Source passage:
= = = = =
Historic district in Iowa, United States

The Camp Harlan-Camp McKean Historic District, also known as the Hugh B. and Mary H. Swan Farmstead and the Springdale Stock Farm, is a nationally recognized historic district located northwest of Mount Pleasant, Iowa, United States. It was listed on the National Register of Historic Places in 2013. At the time of its nomination it consisted of eight resources, which includes two contributing buildings, one contributing site, one contributing object and four non-contributing buildings.

==Description==
The district is a farm that was used as a rendezvous camp by the Union Army during the American Civil War. The two contributing buildings are brick farm buildings that were here when the camps were in operation. The Hugh B. and Mary Swan House (c. 1854) is a two-story brick structure that exhibits Greek Revival and Italianate influences. The two-level, brick spring house is a vernacular structure with a gable-roof. While typical in Pennsylvania, this is a rare example of a spring house in Iowa. A large stone was erected as a monument to the two Civil War camps in a southwest corner of the farm. It was placed by the Belle Coddington Tent No. 34 of the Daughters of Union Veterans, on June 8, 1930. The open rolling fields to the east of the house are the contributing site as they were the location of the camps. Four frame 20th-century farm buildings are the non-contributing buildings.

Hugh B. and Mary H. Swan are Pennsylvania natives who built the house and banked spring house around 1854. Part of the farm was leased by the Swans to the federal government for use as a rendezvous camp. Camp Harlan was located here from September 1861 to February 1862 and utilized by the 4th Iowa Cavalry. Camp McKean was located here from August 1862 to November 1862 and it was utilized by the 25th Iowa Infantry. A total of 27 rendezvous camps were utilized in Iowa during the Civil War, and for the most part, they were located along the Mississippi River. In addition to these two camps, "inland" camps were located in Iowa City, Des Moines, Ottumwa, and Oskaloosa. Camp Harlan/McKean was one of five camps in the state that were in operation during rendezvous phases two to four from the fall 1861 to the end of 1862. The other camps include Camp McClellan in Davenport, Camp Lincoln in Keokuk, Camp Union in Dubuque, and Camp Pope in Iowa City. Even though nothing remains of the camps above ground, they are considered well-preserved campsites when considered against the others, which have largely been redeveloped.
= = = = =
Material:
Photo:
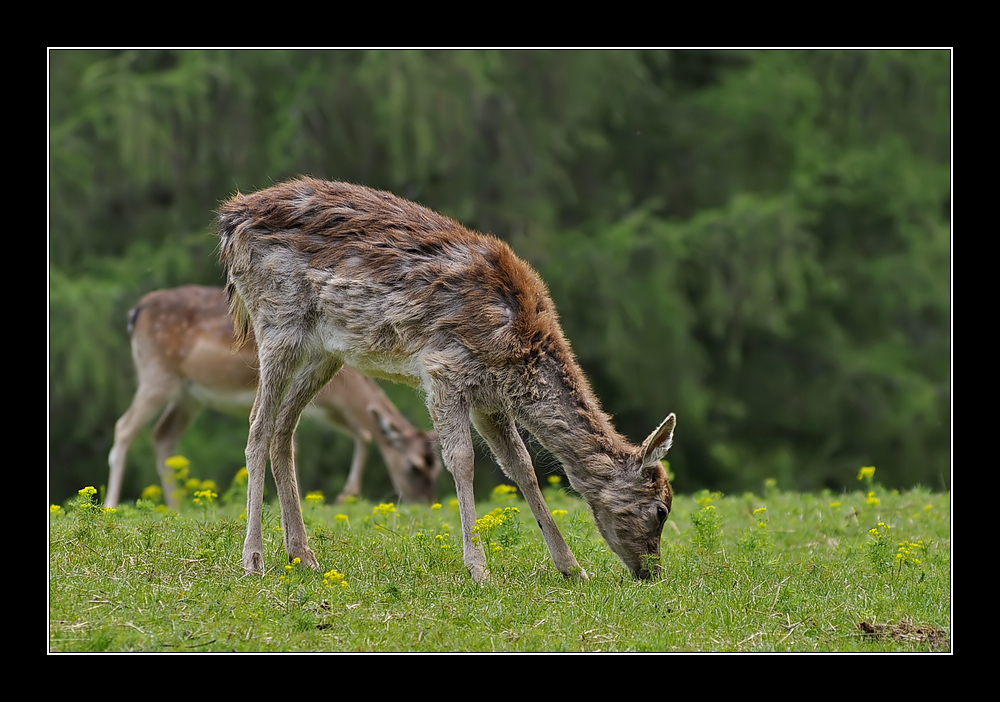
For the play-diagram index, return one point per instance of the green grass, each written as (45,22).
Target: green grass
= = = = =
Exercise 1:
Transcribe the stretch of the Iowa historic district text from "Historic district in" through "four non-contributing buildings.".
Exercise 2:
According to the Iowa historic district text, which regiment used Camp McKean?

Exercise output 1:
Historic district in Iowa, United States

The Camp Harlan-Camp McKean Historic District, also known as the Hugh B. and Mary H. Swan Farmstead and the Springdale Stock Farm, is a nationally recognized historic district located northwest of Mount Pleasant, Iowa, United States. It was listed on the National Register of Historic Places in 2013. At the time of its nomination it consisted of eight resources, which includes two contributing buildings, one contributing site, one contributing object and four non-contributing buildings.

Exercise output 2:
The 25th Iowa Infantry.